> Your instructions
Copy each of the following records line for line, without changing anything.
── Exercise input
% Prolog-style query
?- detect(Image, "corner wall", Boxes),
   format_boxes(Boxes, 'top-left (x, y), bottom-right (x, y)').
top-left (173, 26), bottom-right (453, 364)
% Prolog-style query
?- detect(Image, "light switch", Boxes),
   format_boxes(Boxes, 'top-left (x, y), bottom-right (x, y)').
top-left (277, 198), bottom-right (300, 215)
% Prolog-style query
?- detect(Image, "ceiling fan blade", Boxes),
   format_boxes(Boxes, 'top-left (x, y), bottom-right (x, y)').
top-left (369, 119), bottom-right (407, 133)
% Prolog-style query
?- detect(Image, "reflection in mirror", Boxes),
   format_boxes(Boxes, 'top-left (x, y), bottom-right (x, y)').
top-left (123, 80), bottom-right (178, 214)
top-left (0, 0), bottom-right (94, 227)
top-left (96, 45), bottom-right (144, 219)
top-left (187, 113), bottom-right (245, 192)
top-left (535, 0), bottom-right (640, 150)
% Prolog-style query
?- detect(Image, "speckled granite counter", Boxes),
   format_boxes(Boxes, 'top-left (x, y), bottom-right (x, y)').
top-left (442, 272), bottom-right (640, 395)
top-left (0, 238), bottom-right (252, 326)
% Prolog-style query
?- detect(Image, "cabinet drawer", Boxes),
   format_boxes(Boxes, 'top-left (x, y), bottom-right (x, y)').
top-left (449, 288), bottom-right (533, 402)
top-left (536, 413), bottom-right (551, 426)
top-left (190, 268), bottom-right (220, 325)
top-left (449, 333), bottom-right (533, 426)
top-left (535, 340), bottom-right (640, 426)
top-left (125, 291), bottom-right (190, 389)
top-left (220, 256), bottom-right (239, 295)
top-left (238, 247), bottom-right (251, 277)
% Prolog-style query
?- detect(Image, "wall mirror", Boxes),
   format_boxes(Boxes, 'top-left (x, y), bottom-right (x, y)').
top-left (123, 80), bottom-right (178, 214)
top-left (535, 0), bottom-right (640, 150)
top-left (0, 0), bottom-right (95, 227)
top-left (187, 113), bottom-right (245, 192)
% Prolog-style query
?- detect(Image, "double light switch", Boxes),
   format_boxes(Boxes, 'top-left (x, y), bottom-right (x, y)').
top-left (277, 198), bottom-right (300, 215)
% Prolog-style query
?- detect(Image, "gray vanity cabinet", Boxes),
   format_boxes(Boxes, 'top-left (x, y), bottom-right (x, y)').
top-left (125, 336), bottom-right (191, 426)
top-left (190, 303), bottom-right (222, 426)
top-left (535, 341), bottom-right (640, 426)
────
> Response
% Prolog-style query
?- detect(Image, "corner wall", Boxes),
   format_boxes(Boxes, 'top-left (x, y), bottom-right (x, y)').
top-left (173, 26), bottom-right (453, 364)
% Prolog-style query
?- detect(Image, "light switch", Boxes),
   format_boxes(Boxes, 'top-left (x, y), bottom-right (x, y)').
top-left (277, 198), bottom-right (300, 215)
% Prolog-style query
?- detect(Image, "ceiling fan blade", Boxes),
   format_boxes(Boxes, 'top-left (x, y), bottom-right (x, y)').
top-left (369, 119), bottom-right (407, 133)
% Prolog-style query
?- detect(Image, "reflection in mirror", Boxes),
   format_boxes(Boxes, 'top-left (x, y), bottom-right (x, y)').
top-left (123, 80), bottom-right (178, 214)
top-left (0, 0), bottom-right (94, 227)
top-left (96, 45), bottom-right (144, 219)
top-left (187, 113), bottom-right (245, 192)
top-left (535, 0), bottom-right (640, 150)
% Prolog-style query
?- detect(Image, "speckled granite counter", Boxes),
   format_boxes(Boxes, 'top-left (x, y), bottom-right (x, y)').
top-left (442, 272), bottom-right (640, 395)
top-left (0, 238), bottom-right (252, 326)
% Prolog-style query
?- detect(Image, "cabinet drawer", Boxes),
   format_boxes(Boxes, 'top-left (x, y), bottom-right (x, y)').
top-left (449, 288), bottom-right (533, 402)
top-left (536, 413), bottom-right (551, 426)
top-left (190, 268), bottom-right (220, 325)
top-left (449, 333), bottom-right (533, 426)
top-left (535, 340), bottom-right (640, 426)
top-left (125, 291), bottom-right (190, 389)
top-left (220, 256), bottom-right (239, 295)
top-left (238, 247), bottom-right (251, 277)
% Prolog-style query
?- detect(Image, "wall mirror", Boxes),
   format_boxes(Boxes, 'top-left (x, y), bottom-right (x, y)').
top-left (123, 80), bottom-right (178, 214)
top-left (535, 0), bottom-right (640, 150)
top-left (0, 0), bottom-right (95, 227)
top-left (187, 113), bottom-right (245, 192)
% Prolog-style query
?- detect(Image, "double light switch", Boxes),
   format_boxes(Boxes, 'top-left (x, y), bottom-right (x, y)').
top-left (277, 198), bottom-right (300, 215)
% Prolog-style query
?- detect(Image, "gray vanity cabinet", Boxes),
   format_boxes(Boxes, 'top-left (x, y), bottom-right (x, y)').
top-left (125, 336), bottom-right (191, 426)
top-left (190, 303), bottom-right (222, 426)
top-left (535, 341), bottom-right (640, 426)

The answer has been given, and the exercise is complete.